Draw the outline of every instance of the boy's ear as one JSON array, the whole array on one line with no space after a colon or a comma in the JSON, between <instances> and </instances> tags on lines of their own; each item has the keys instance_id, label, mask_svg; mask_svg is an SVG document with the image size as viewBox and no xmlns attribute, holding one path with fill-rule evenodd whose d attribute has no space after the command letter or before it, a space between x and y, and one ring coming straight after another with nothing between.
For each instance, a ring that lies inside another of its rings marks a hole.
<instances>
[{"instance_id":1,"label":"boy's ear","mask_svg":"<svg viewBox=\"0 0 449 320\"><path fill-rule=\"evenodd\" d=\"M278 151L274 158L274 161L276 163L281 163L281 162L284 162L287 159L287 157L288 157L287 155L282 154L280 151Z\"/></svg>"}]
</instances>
^^^^^^^^^^^^^^^^
Could you copy out all of the records above exactly?

Draw the outline of every instance of the boy's ear as one JSON array, the whole array on one line with no space after a colon or a comma in the JSON, between <instances> and </instances> tags on lines of their own; each item has the keys instance_id, label, mask_svg; mask_svg is an SVG document with the image size as viewBox and no xmlns attribute, holding one path with fill-rule evenodd whose d attribute has no space after the command letter or before it, a space between x and y, and one ring coming straight after another with nothing between.
For each instance, a ring that lies inside another of its rings marks a hole.
<instances>
[{"instance_id":1,"label":"boy's ear","mask_svg":"<svg viewBox=\"0 0 449 320\"><path fill-rule=\"evenodd\" d=\"M278 151L274 158L274 161L276 163L281 163L281 162L284 162L287 159L287 157L288 157L287 155L282 154L280 151Z\"/></svg>"}]
</instances>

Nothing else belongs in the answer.